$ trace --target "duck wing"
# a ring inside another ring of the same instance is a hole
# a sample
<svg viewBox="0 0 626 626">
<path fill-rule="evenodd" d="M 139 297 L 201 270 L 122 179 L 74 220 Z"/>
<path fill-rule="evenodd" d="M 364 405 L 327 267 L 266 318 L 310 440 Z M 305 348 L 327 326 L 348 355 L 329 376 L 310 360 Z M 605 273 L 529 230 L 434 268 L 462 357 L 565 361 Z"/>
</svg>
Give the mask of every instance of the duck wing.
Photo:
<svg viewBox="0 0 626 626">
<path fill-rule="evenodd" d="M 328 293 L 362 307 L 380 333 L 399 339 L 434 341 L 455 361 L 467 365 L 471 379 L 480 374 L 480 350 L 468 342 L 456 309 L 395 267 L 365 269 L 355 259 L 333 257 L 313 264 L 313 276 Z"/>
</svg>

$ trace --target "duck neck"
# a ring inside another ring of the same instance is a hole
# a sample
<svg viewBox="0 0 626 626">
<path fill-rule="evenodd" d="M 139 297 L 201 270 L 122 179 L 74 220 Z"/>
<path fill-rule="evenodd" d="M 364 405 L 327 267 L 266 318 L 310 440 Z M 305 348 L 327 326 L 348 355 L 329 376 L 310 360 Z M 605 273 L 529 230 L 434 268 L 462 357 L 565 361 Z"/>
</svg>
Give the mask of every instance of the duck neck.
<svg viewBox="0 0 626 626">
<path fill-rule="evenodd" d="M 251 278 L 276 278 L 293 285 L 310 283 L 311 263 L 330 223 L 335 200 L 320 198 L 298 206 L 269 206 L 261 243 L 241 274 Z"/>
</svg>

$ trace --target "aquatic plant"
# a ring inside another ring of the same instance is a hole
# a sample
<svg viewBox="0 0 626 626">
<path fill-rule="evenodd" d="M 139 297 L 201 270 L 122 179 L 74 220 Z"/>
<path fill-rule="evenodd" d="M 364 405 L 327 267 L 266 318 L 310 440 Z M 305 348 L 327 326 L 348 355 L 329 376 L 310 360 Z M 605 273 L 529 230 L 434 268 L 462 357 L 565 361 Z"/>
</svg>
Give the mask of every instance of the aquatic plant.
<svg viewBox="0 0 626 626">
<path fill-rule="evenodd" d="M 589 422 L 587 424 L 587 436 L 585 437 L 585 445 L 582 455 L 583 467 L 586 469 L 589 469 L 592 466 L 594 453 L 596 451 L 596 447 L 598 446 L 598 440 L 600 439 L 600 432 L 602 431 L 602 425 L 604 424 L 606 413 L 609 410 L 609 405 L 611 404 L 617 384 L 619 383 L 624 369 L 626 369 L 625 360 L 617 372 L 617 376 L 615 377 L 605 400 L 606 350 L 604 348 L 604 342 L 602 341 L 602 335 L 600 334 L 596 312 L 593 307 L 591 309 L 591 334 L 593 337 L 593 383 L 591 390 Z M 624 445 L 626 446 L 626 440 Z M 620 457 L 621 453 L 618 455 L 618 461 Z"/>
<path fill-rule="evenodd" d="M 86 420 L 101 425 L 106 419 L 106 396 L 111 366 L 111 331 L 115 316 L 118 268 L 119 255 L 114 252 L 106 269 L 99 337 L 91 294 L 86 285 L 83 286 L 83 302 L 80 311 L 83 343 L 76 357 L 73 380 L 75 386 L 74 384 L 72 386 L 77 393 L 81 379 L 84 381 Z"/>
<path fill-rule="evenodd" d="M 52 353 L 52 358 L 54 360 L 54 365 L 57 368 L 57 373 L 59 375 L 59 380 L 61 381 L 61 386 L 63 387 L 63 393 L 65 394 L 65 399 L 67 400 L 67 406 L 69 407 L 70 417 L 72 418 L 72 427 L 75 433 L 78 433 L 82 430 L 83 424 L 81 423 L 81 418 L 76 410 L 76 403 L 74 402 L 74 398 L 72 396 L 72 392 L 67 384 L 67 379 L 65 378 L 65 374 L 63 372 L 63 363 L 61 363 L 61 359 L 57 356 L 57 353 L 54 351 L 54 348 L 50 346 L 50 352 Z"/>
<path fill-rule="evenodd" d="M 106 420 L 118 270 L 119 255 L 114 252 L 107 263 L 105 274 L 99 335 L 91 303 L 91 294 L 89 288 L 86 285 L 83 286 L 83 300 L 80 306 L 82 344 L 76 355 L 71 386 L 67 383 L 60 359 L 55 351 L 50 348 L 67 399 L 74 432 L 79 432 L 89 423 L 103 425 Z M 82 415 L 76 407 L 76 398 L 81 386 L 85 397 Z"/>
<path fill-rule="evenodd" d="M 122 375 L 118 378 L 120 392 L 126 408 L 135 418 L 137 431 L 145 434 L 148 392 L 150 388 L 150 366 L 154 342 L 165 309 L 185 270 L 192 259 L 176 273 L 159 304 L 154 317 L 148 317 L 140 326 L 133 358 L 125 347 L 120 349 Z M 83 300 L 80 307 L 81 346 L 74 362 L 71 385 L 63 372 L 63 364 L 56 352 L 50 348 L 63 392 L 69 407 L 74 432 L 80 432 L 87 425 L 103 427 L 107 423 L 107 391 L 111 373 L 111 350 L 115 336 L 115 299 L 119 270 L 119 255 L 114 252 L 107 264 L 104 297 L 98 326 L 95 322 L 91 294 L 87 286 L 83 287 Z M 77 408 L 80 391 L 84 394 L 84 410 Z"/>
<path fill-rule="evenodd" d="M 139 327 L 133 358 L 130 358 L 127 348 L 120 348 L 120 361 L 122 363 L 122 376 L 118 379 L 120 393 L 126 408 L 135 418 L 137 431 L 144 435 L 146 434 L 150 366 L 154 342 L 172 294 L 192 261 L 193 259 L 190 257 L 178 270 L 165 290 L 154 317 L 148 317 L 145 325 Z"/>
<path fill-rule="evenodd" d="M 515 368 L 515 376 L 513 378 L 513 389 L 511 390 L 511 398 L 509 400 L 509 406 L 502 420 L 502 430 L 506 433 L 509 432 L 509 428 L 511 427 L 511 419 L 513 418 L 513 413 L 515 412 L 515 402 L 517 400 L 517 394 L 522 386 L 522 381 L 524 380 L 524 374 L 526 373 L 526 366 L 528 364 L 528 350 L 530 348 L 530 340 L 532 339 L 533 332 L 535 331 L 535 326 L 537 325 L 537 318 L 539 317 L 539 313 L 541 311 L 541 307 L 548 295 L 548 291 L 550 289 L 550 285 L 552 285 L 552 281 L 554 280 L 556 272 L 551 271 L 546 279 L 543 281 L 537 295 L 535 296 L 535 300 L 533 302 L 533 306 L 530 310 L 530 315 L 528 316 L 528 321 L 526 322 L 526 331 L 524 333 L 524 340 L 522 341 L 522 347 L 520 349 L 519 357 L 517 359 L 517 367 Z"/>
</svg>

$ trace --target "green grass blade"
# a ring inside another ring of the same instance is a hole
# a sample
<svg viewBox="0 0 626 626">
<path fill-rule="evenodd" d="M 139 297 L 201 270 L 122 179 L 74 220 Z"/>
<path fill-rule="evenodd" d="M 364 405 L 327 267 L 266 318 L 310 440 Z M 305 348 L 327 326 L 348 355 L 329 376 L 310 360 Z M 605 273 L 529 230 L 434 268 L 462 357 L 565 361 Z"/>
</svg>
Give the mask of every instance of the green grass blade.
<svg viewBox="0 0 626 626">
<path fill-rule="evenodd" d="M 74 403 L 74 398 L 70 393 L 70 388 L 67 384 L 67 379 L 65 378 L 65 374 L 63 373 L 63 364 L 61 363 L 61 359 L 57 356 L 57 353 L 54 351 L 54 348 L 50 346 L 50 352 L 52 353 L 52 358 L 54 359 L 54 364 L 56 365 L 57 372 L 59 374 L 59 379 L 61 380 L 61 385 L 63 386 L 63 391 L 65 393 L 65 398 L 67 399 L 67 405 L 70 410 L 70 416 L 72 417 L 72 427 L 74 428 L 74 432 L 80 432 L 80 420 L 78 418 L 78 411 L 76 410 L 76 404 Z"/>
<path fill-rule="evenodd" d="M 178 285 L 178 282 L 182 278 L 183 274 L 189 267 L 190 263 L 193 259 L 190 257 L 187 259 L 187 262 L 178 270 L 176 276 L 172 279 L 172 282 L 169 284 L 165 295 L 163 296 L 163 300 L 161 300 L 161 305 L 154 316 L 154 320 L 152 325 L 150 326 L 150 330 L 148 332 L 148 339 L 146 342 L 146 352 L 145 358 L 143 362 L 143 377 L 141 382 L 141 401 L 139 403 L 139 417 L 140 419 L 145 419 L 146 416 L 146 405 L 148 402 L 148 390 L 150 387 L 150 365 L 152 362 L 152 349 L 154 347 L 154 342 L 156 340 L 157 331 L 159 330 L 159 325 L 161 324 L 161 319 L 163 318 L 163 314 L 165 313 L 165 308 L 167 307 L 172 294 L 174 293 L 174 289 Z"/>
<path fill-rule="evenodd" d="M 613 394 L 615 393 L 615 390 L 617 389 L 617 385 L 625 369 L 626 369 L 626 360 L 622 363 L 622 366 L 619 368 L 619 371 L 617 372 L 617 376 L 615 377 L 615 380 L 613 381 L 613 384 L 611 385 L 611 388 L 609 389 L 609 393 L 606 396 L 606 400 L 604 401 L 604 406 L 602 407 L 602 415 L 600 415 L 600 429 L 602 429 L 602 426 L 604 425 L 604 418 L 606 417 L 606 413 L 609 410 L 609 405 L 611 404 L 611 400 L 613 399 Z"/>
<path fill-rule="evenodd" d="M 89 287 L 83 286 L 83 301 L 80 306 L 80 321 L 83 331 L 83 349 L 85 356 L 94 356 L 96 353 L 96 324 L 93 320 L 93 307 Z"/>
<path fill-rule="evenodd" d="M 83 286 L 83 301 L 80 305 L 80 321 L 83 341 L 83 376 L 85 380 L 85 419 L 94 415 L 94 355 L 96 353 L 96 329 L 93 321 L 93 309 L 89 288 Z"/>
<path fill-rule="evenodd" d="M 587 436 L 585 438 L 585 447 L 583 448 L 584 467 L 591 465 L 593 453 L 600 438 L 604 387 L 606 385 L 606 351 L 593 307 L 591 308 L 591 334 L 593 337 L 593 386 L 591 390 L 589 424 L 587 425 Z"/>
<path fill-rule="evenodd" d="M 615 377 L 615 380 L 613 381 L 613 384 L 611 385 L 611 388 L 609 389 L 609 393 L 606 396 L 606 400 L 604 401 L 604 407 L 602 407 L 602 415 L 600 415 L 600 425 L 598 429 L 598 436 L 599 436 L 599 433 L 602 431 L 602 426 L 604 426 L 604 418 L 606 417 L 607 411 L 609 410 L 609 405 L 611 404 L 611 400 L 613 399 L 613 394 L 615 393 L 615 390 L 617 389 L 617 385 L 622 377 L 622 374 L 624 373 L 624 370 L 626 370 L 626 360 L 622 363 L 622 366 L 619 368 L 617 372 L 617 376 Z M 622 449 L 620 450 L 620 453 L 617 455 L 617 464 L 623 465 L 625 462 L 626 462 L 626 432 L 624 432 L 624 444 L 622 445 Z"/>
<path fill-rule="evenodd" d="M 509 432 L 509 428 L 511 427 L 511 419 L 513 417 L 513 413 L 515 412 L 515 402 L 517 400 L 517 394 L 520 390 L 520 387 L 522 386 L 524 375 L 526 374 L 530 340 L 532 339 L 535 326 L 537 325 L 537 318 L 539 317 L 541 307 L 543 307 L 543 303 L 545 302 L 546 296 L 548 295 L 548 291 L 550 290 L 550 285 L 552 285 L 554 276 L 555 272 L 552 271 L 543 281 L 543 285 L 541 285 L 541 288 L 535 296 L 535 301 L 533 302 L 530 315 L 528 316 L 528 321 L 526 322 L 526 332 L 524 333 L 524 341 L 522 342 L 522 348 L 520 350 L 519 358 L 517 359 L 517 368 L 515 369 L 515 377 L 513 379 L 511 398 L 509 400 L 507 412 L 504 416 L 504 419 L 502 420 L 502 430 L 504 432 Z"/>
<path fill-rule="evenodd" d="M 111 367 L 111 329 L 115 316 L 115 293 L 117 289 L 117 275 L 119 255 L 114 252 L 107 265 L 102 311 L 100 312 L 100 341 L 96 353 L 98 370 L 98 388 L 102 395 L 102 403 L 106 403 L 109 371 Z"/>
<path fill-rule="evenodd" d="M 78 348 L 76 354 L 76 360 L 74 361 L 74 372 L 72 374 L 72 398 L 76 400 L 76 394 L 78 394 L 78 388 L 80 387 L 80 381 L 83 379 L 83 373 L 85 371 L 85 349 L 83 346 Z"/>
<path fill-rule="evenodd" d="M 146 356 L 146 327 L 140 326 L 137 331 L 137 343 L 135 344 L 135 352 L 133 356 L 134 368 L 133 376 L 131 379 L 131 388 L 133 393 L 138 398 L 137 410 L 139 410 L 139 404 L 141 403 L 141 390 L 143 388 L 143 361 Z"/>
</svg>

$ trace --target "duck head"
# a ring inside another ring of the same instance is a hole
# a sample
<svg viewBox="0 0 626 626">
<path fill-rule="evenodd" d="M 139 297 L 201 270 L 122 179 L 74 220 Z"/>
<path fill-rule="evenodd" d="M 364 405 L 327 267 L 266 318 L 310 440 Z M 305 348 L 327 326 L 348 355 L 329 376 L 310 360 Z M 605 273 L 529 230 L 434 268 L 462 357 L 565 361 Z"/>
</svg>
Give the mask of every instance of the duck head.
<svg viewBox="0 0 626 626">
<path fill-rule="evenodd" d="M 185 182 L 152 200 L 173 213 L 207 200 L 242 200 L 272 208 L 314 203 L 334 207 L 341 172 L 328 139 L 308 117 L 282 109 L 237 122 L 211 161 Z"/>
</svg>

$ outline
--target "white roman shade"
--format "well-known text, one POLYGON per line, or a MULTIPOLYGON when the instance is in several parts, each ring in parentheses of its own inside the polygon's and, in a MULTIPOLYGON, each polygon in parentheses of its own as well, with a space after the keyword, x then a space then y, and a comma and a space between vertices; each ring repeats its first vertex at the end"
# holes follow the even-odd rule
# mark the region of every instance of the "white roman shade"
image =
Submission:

- **Task description**:
Note each line of the material holding "roman" and copy it out.

- **Problem solution**:
--target "white roman shade"
# mark the region of every instance of the "white roman shade"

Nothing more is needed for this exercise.